## [DIRECTIONS FOR THIS TASK]
Copy out, exactly as given, every line from the line with "the car rear" to the end of the listing, both of those lines included.

Labeled-object pointing entries:
>> Begin

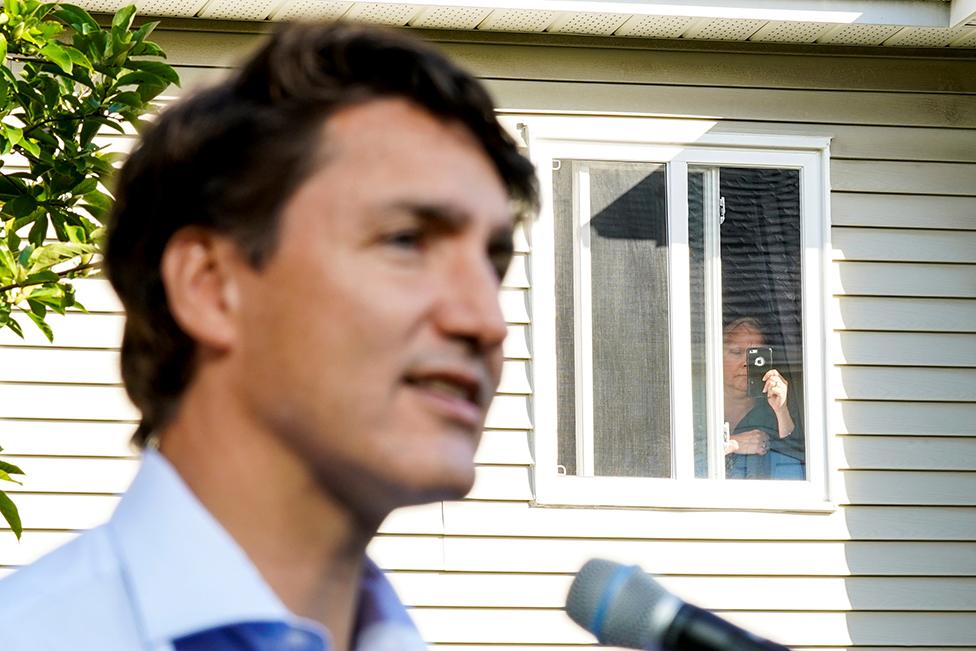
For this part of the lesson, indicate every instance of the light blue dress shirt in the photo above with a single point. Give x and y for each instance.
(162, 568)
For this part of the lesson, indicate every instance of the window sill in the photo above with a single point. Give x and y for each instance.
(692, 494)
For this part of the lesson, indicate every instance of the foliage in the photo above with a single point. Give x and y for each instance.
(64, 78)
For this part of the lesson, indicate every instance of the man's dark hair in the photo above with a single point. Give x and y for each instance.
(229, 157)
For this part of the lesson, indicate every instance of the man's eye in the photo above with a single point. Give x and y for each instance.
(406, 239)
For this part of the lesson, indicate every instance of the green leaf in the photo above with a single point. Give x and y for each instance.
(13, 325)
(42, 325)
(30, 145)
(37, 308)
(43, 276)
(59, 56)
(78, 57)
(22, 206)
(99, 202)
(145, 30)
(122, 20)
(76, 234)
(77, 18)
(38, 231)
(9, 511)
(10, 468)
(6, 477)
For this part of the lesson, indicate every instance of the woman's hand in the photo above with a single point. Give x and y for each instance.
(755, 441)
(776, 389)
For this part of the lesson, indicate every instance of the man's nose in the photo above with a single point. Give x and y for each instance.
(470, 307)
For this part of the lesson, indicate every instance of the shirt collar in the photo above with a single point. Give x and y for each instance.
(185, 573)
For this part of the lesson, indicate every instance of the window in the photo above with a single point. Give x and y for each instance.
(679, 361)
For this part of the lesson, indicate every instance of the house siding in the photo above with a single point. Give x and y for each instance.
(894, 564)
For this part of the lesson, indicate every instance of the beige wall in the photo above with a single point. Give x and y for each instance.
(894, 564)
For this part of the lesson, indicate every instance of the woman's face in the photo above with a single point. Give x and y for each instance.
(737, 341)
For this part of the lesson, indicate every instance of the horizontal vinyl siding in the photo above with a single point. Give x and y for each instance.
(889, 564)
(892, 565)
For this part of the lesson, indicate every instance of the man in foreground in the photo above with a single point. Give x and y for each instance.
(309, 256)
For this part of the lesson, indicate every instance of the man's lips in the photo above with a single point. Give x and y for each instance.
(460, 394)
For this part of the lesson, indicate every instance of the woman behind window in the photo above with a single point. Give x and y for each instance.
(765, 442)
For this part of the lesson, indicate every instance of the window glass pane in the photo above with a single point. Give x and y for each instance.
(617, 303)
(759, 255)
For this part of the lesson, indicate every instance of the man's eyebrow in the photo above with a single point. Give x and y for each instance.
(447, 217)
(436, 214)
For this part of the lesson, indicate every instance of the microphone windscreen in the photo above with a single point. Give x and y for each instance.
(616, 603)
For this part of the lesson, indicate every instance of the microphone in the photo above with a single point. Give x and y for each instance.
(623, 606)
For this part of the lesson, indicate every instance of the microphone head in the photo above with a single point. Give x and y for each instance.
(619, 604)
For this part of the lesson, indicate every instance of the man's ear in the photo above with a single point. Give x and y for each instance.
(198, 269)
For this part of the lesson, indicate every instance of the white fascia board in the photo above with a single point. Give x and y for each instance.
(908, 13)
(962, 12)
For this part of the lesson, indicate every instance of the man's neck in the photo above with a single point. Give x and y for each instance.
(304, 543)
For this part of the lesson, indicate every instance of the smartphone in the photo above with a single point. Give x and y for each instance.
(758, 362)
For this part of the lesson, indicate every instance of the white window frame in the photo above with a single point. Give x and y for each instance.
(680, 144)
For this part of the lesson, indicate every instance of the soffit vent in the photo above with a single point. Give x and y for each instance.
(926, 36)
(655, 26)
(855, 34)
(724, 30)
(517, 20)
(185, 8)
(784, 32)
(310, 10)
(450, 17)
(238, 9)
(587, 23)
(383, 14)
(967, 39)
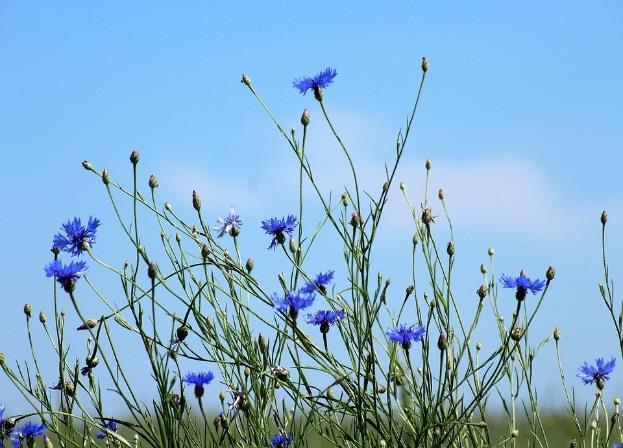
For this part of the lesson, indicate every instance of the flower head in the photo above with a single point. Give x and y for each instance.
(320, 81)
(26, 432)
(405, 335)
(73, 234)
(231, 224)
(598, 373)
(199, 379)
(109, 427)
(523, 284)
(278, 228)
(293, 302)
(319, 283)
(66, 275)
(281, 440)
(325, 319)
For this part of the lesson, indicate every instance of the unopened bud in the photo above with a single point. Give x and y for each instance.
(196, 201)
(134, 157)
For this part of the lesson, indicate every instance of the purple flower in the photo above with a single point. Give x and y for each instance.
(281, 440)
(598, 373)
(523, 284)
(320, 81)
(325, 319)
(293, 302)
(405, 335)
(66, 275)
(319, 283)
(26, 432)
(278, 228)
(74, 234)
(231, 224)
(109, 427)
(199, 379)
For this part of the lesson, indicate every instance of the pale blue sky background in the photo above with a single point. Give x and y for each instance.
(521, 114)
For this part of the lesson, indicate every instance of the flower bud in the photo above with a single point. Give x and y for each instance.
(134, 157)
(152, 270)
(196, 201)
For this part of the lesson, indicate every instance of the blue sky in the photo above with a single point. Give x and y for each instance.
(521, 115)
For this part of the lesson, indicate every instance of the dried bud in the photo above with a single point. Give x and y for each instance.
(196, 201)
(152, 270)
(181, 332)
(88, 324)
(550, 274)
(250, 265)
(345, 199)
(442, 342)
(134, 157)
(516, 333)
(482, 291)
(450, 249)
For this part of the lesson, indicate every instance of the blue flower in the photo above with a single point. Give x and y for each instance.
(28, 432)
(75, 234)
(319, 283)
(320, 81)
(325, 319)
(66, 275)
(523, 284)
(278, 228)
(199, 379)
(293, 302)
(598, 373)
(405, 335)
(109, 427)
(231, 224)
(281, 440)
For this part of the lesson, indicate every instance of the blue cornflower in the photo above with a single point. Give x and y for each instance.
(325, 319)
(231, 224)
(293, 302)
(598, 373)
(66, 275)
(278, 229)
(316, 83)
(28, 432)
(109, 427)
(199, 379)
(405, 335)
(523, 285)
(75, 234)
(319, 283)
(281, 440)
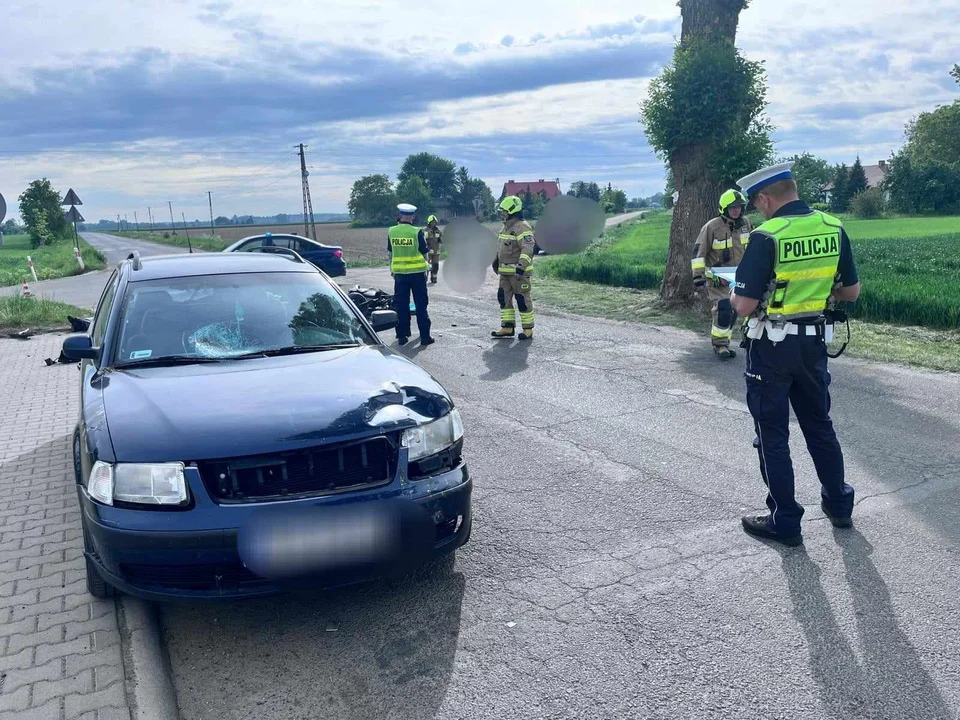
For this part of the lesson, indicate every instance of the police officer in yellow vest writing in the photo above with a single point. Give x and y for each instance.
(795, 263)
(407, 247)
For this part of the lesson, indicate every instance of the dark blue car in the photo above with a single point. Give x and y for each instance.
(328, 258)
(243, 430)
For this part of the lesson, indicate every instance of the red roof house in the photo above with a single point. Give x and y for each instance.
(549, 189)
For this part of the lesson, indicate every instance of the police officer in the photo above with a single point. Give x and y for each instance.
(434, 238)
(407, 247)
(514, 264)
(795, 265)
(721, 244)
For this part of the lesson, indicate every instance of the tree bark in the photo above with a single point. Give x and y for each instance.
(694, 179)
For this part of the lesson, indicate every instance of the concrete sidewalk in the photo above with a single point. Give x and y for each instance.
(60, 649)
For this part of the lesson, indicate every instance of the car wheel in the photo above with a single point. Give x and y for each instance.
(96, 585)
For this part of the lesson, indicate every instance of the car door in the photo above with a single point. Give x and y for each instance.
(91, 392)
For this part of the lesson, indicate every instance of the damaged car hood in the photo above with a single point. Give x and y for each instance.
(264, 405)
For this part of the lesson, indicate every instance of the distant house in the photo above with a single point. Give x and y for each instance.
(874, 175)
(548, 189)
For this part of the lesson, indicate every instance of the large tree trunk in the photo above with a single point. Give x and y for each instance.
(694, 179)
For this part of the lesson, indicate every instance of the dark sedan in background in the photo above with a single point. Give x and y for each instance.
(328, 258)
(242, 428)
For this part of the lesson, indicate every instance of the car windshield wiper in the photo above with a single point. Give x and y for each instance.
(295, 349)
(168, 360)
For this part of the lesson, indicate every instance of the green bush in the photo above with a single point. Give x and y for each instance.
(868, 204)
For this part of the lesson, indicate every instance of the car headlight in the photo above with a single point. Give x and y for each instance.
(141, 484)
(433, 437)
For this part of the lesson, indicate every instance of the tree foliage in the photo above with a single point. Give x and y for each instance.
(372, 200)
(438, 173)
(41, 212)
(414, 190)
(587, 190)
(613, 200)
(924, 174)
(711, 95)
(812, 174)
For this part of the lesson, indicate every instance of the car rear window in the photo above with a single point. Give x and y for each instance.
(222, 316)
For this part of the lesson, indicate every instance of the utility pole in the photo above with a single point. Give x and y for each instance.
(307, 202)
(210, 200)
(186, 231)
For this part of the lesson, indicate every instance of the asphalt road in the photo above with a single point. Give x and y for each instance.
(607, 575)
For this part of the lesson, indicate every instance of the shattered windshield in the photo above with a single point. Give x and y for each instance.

>> End

## [TASK SOLUTION]
For this part of the lesson, indicate every instance of the car rear window in the photo above with a single point. Give x and y for each instance.
(222, 316)
For this part of the lesson, indicate every instance of the utility pole in the photo above with a single point. Give x and y for each instance.
(307, 202)
(210, 200)
(186, 231)
For this part of the lesson, indicate every instance of the asphalt road in the photo above with a single point. Give x and y for each instance.
(607, 575)
For this part of the lesson, indicate every instance of the shattered windshield in the photo above with a single point. Give x and y for each instance.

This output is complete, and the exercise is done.